++++ Given data
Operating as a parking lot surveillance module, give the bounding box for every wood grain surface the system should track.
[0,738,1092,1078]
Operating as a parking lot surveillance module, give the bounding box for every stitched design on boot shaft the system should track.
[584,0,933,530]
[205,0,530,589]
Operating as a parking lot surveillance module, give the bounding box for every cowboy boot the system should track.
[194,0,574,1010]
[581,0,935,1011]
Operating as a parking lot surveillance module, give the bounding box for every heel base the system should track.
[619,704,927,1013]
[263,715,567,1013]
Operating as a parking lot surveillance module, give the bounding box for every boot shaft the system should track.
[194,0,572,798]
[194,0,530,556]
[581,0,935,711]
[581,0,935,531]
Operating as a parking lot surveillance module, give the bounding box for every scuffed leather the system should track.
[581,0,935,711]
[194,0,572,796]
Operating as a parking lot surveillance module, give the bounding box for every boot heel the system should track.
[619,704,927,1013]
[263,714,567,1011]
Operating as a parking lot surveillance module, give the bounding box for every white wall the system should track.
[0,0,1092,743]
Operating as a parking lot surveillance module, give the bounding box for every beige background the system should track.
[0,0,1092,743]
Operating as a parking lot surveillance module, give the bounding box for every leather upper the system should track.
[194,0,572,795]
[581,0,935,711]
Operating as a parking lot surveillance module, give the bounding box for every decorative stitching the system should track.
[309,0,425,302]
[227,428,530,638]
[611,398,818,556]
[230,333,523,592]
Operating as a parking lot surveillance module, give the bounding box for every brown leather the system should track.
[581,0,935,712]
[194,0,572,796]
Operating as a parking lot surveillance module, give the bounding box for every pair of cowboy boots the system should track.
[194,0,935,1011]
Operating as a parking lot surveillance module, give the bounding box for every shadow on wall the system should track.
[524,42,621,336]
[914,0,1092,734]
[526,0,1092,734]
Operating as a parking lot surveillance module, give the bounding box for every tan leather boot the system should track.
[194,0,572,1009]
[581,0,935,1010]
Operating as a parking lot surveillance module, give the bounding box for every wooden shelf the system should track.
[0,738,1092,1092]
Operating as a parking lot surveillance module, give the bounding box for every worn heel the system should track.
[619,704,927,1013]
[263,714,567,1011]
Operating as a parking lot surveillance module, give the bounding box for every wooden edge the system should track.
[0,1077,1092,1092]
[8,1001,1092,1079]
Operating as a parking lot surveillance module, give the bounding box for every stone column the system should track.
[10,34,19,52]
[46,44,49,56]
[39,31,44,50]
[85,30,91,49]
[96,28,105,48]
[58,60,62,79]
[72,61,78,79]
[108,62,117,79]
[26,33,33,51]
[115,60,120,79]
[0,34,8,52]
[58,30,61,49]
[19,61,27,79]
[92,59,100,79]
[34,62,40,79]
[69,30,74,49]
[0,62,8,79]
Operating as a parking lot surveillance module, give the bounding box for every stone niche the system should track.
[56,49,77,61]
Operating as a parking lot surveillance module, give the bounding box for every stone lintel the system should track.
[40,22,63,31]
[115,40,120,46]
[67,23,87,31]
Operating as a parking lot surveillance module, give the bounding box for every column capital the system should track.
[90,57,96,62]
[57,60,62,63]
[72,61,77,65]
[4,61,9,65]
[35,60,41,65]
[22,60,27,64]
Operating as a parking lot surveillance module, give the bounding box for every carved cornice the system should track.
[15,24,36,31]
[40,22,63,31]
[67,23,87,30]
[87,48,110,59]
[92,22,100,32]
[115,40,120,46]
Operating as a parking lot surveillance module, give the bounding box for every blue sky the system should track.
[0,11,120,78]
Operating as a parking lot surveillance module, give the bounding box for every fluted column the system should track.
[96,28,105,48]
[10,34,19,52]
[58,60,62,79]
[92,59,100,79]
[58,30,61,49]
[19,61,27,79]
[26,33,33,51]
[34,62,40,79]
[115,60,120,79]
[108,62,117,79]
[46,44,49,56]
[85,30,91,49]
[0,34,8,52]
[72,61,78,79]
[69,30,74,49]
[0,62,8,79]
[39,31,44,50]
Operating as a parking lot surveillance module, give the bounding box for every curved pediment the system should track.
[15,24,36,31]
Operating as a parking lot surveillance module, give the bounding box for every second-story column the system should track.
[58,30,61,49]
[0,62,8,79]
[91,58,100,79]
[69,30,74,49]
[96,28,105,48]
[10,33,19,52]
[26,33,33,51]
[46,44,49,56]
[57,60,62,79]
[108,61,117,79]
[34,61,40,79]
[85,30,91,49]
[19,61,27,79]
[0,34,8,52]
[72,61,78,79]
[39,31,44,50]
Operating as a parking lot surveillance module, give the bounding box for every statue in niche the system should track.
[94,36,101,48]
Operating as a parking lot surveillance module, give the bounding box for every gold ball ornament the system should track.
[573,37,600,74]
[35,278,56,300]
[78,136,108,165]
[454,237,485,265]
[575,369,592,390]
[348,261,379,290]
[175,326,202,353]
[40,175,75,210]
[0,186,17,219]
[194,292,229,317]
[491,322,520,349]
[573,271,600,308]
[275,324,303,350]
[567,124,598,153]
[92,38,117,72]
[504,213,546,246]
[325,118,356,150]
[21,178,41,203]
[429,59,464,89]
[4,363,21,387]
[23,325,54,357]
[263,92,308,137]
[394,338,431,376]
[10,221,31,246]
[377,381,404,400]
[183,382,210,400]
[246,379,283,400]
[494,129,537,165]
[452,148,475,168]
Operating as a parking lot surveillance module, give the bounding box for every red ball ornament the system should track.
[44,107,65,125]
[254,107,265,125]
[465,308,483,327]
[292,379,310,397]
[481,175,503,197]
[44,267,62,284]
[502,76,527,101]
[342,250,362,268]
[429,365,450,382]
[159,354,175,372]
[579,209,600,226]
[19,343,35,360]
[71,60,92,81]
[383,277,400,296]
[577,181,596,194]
++++++++
Reproduce the entire listing above word for word, leaving every line unchanged.

Operating as a parking lot surveillance module, give the bounding box for every wood grain surface the system should track.
[0,738,1092,1078]
Operating as a parking lot surveillance module, give the bounding box for every stitched design on boot shaft the system should track.
[584,0,933,530]
[205,0,530,589]
Operating as a parking lot surveillance module, give the bounding box for every cowboy boot the system should track.
[194,0,574,1010]
[581,0,935,1011]
Operating as a parking lot surveillance module, give the bounding box for every heel base the system should track.
[619,704,927,1013]
[263,715,567,1013]
Operating as a parking lot surveillance module, give the bounding box for every boot shaft the system should track.
[194,0,572,798]
[194,0,530,556]
[581,0,935,711]
[581,0,935,531]
Operating as a parking lot surveillance module, give the bounding box for every scuffed leather the system should track.
[581,0,935,711]
[194,0,572,796]
Operating as a parking lot surveillance module, give the bounding box for every boot heel the system should track.
[619,704,927,1013]
[263,714,567,1011]
Operating as a parking lot surveillance module, give the bounding box for every white wall the system should track.
[0,0,1092,743]
Operating as a parking lot surveillance module, give the bounding box for every beige background the system should track.
[0,0,1092,743]
Operating as a parking lot surveillance module, give the bounding box for every leather upper the system should track.
[194,0,572,795]
[581,0,935,711]
Operating as a parking lot surveillance module, give the bounding box for every decorative stitching the system should track.
[309,0,425,302]
[227,428,530,638]
[611,398,818,556]
[230,333,523,592]
Operating as a parking lot surveillance module, give the bounding box for every brown leather the system should track.
[581,0,935,712]
[194,0,572,796]
Operating as a parking lot surveillance module, give the bounding box for every pair of cowboy boots the system should track.
[194,0,935,1011]
Operating as a parking lot surveillance module, give the bounding box for every shadow on wall the system should track.
[524,42,621,336]
[914,0,1092,734]
[526,0,1092,734]
Operating as a parking lot surveillance module, give the bounding box for every tan leather boot the system should track.
[194,0,572,1009]
[581,0,935,1010]
Operating as a parking lot surveillance module, give the bounding box for every wooden shelf the system should track.
[0,738,1092,1092]
Operating as a parking lot surveillance module, give the bounding box for every worn heel the system should track.
[619,704,927,1013]
[263,714,567,1011]
Operating as a parking lot surveillance module, give the bounding box for every wooden edge the system should track.
[0,1077,1092,1092]
[8,1001,1092,1079]
Operating as a parking lot surveillance module, give the bounding box for every stone column the system should track.
[10,34,19,52]
[46,44,49,56]
[39,31,44,50]
[85,30,91,49]
[96,28,105,48]
[58,60,62,79]
[72,61,78,79]
[108,62,117,79]
[26,33,33,51]
[115,60,120,79]
[0,34,8,52]
[58,30,61,49]
[19,61,27,79]
[92,59,100,79]
[34,62,40,79]
[69,30,74,49]
[0,62,8,79]
Operating as a parking lot surveillance module, give the bounding box for every stone niche the system should track.
[56,49,77,61]
Operating as a parking lot surveillance module, give the bounding box for every stone lintel the system should track.
[40,22,63,31]
[115,40,120,46]
[67,23,87,31]
Operating as a parking lot surveillance module, give the bounding box for every column capital the system should track.
[90,57,96,62]
[57,60,62,63]
[72,61,77,65]
[4,61,9,65]
[35,60,41,65]
[22,60,27,64]
Operating as a parking lot surveillance module, give the bounding box for every carved cornice the system should track.
[15,24,36,31]
[40,22,63,31]
[67,23,87,30]
[87,48,110,59]
[92,22,100,32]
[115,40,120,46]
Operating as a parking lot surveillance module, give the bounding box for every blue sky the system should track.
[0,11,120,78]
Operating as a parking lot surveillance module, give the bounding box for every fluted column the system should track.
[96,28,105,48]
[10,34,19,52]
[58,60,62,79]
[92,59,100,79]
[58,30,61,49]
[19,61,27,79]
[26,33,33,51]
[34,62,40,79]
[115,60,120,79]
[108,62,117,79]
[46,44,49,56]
[85,30,91,49]
[0,34,8,52]
[72,61,78,79]
[69,30,74,49]
[0,62,8,79]
[39,31,44,50]
Operating as a parking lot surveillance module, give the bounding box for every curved pediment the system should track.
[15,24,36,31]
Operating as a parking lot surveillance module, give the bounding box for every second-story column the system should track.
[58,30,61,49]
[0,62,8,79]
[91,58,100,79]
[69,30,74,49]
[96,28,105,48]
[10,33,19,52]
[26,33,33,51]
[46,44,49,56]
[57,60,62,79]
[108,61,117,79]
[34,61,40,79]
[85,30,91,49]
[19,61,27,79]
[0,34,8,52]
[72,61,78,79]
[39,31,44,50]
Operating as a parking lot surveillance module, give the bounding box for every statue in niche the system should track.
[94,36,101,48]
Operating as a parking lot surveillance module, give the bounding box for every gold ball ornament the system should track.
[573,37,600,74]
[35,278,56,300]
[78,136,108,165]
[454,237,485,265]
[575,369,592,390]
[348,261,379,290]
[175,326,202,353]
[40,175,75,210]
[0,186,17,219]
[194,292,229,317]
[491,322,520,349]
[573,271,600,308]
[275,324,303,350]
[567,124,598,153]
[92,38,117,72]
[504,213,546,246]
[325,118,356,150]
[21,178,41,203]
[429,59,464,89]
[4,363,21,387]
[23,325,54,357]
[263,92,308,137]
[394,338,431,376]
[10,221,31,246]
[377,381,404,400]
[183,382,210,400]
[246,379,283,400]
[494,129,537,165]
[452,148,475,168]
Operating as a parking lot surveillance module, give the bounding box for every red ball ornament the system should track.
[44,107,65,125]
[254,107,265,125]
[465,308,483,327]
[292,379,310,397]
[481,175,503,197]
[44,267,62,284]
[502,76,527,101]
[342,250,362,268]
[429,365,450,382]
[159,354,175,372]
[579,209,600,226]
[19,343,35,360]
[71,60,92,81]
[383,277,400,296]
[577,181,596,194]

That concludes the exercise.